== What to work on ==
Where does "negative" occur in the listing? Copy every line that holds it.

== Records supplied ==
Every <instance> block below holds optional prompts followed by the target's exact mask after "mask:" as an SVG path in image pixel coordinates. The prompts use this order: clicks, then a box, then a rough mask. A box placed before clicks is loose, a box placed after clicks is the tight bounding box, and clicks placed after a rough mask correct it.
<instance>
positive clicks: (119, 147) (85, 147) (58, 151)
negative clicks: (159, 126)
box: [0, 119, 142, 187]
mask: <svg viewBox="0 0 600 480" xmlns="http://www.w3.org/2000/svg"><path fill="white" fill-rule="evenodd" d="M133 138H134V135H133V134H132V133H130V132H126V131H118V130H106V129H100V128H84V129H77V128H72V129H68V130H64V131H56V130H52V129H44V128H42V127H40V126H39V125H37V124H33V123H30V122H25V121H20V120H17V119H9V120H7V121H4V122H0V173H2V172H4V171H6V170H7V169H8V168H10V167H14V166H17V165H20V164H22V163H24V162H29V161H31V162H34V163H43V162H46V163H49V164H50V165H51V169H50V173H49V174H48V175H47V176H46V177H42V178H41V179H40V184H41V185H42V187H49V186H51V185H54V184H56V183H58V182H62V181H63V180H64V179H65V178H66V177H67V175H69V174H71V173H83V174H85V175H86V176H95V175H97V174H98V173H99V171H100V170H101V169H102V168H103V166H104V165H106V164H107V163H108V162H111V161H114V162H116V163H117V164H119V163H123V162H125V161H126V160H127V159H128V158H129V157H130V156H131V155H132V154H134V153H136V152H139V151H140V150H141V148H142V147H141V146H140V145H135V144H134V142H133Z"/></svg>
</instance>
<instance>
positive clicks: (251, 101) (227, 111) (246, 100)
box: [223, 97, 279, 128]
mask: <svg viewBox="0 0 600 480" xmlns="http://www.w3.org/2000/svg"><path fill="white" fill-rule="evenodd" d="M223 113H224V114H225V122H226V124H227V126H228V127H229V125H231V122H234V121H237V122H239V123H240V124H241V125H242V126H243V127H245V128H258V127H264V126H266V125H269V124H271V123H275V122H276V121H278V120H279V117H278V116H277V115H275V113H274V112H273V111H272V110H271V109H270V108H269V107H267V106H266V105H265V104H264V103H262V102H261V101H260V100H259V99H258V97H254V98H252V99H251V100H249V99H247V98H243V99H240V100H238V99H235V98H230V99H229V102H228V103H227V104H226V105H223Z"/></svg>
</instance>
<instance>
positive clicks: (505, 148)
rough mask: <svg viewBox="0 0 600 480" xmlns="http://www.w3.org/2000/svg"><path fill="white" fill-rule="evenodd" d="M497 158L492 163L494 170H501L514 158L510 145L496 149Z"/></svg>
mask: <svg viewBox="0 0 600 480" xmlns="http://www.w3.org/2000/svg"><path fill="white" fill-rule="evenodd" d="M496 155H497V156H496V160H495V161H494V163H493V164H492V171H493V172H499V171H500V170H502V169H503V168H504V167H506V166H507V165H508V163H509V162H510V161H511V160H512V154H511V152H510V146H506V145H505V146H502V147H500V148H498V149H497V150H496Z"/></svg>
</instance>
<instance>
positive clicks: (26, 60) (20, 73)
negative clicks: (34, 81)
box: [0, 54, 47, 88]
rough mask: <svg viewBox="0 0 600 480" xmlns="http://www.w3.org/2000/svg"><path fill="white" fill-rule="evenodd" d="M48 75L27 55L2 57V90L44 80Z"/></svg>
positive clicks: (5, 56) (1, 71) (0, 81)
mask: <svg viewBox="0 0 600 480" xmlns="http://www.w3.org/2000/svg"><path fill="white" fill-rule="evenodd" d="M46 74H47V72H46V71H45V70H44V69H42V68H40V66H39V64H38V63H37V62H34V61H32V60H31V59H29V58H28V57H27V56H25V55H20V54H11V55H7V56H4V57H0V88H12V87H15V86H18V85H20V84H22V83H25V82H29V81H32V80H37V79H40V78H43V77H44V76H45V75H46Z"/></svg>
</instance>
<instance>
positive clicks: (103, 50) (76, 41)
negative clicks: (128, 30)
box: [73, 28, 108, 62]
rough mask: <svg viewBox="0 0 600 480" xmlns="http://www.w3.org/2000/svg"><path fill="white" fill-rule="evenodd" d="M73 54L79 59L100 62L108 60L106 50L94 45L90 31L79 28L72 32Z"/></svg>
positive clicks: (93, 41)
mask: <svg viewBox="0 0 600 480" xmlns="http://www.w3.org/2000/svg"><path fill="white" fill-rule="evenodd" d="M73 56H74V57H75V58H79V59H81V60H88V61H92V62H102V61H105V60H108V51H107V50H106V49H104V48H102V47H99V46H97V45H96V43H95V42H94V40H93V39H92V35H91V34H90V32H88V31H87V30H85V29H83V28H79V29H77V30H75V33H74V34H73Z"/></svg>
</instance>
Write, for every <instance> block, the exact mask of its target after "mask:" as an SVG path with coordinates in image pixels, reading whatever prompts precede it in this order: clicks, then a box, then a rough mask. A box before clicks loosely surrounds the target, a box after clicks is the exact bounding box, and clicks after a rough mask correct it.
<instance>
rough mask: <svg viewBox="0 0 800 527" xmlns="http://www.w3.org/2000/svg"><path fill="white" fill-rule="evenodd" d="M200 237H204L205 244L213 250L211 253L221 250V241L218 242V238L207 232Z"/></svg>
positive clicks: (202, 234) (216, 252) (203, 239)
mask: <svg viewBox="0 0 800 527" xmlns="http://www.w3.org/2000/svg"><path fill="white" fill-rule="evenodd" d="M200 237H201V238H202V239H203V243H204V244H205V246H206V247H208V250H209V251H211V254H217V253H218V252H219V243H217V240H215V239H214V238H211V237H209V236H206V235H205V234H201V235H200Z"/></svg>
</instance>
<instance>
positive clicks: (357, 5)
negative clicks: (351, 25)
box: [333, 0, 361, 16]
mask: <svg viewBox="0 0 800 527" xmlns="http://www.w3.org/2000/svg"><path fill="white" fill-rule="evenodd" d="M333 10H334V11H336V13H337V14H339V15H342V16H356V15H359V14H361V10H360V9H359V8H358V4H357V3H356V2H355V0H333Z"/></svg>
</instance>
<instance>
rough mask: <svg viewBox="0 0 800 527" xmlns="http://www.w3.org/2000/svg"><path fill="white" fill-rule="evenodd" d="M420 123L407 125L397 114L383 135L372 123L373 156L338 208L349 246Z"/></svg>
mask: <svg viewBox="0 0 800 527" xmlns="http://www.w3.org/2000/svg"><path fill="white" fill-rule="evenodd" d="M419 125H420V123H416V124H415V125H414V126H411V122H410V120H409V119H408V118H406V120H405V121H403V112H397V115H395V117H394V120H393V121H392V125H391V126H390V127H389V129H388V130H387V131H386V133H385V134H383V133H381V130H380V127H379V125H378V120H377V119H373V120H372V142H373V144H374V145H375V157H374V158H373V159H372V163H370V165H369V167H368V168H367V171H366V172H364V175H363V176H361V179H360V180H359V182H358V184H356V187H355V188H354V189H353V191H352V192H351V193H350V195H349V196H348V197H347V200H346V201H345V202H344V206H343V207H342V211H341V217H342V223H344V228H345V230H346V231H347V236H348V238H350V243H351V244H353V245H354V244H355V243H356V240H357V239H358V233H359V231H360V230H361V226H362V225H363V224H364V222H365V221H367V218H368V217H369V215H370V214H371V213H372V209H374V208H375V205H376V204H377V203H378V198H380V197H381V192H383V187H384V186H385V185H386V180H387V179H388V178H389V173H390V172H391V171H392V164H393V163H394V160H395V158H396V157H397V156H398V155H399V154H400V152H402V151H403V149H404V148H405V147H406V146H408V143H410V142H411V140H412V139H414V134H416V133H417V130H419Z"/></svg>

== Your solution ==
negative clicks: (159, 126)
negative clicks: (34, 81)
negative clicks: (128, 30)
negative clicks: (351, 25)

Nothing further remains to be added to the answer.